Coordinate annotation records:
# # # # #

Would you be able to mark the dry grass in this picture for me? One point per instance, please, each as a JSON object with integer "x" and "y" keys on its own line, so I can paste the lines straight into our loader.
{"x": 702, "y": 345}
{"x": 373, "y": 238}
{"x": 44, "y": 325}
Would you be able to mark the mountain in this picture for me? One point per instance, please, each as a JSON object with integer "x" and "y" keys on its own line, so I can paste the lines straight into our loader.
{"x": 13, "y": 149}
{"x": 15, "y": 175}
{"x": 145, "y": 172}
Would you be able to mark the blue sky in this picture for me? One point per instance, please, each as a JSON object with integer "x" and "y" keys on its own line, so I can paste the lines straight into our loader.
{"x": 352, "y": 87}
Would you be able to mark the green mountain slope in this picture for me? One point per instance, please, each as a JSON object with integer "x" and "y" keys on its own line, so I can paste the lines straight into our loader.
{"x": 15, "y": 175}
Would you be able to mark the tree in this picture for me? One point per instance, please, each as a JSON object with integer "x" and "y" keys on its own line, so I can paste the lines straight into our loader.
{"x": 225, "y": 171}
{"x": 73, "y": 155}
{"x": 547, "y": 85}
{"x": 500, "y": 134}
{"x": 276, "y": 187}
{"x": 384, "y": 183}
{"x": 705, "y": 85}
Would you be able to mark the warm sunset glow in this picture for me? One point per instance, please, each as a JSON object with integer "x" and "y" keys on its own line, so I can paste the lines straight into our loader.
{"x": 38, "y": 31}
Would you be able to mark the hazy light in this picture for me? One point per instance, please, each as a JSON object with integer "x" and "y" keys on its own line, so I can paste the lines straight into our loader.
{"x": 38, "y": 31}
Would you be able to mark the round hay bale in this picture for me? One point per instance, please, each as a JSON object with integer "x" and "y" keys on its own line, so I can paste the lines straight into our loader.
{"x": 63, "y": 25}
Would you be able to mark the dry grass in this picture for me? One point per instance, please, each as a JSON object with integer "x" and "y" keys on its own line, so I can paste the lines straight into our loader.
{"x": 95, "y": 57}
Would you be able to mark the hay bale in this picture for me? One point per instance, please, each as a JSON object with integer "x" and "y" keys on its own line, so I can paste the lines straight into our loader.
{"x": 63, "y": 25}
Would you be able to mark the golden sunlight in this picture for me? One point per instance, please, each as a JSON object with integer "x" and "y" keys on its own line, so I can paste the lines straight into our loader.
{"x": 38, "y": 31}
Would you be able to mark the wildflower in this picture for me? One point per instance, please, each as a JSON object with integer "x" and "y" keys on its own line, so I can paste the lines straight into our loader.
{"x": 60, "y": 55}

# # # # #

== Aim ==
Each line of the material above needs to be quoted exactly, please.

== Result of this task ==
Would you be able to mark the dry grass in this picture for me? One point per instance, please, each as a JSON object with integer "x" and "y" keys on its own line, so I can paste the lines straight into our loader.
{"x": 702, "y": 345}
{"x": 373, "y": 238}
{"x": 44, "y": 325}
Would you be able to mark the mountain in this picture for me? One point per instance, please, each as a JSON object with integer "x" and "y" keys on its own line, so I can paste the lines straight into our loader.
{"x": 13, "y": 149}
{"x": 15, "y": 175}
{"x": 145, "y": 172}
Would you be able to mark the blue sky in this picture for me? One point per instance, please, each as a JSON object with integer "x" and "y" keys on its own line, so I can paste the lines straight into our loader.
{"x": 352, "y": 87}
Would you be able to mark the green mountain slope in this picture for me? One point per instance, please, each as a JSON object with integer "x" and "y" keys on its own line, so I can paste the lines straight into our loader.
{"x": 15, "y": 175}
Would you be able to mark the tree in this picture for me? One point per instance, please, each as a JSON object with integer "x" and "y" keys on its own line, so I can paste the lines straight into our loader.
{"x": 225, "y": 171}
{"x": 73, "y": 155}
{"x": 547, "y": 85}
{"x": 500, "y": 134}
{"x": 276, "y": 187}
{"x": 384, "y": 183}
{"x": 705, "y": 85}
Would you be able to mark the warm sunset glow in this picture for me? One point per instance, please, each as a JSON object with integer "x" and "y" keys on its own line, so I can paste the lines straight into our loader.
{"x": 38, "y": 31}
Would you be able to mark the hazy light in this picture for me? One point per instance, please, each as a JSON object with integer "x" and "y" keys on its own line, so I can paste the lines straight into our loader.
{"x": 38, "y": 31}
Would you be able to mark the round hay bale in this picture for me? One point per instance, please, each as a JSON object with integer "x" and "y" keys on its own line, so I can paste the lines straight into our loader.
{"x": 63, "y": 25}
Would you be able to mark the dry grass in this picture for me? One point per instance, please, each as a JSON object with integer "x" and "y" keys on its own line, so I can paste the lines straight into our loader.
{"x": 95, "y": 57}
Would you be able to mark the hay bale in this picture for me? One point per instance, please, each as a JSON object with integer "x" and "y" keys on its own line, so I can paste the lines straight into our loader.
{"x": 63, "y": 25}
Would you be able to mark the golden sunlight in this picture for me? One point per instance, please, each as a JSON object with integer "x" and "y" keys on its own line, so I can paste the lines straight into our loader.
{"x": 38, "y": 31}
Would you be able to mark the wildflower in this picture for me? One point per instance, please, each as a JSON object with integer "x" and "y" keys on its own line, so I can paste the lines straight into our loader.
{"x": 60, "y": 55}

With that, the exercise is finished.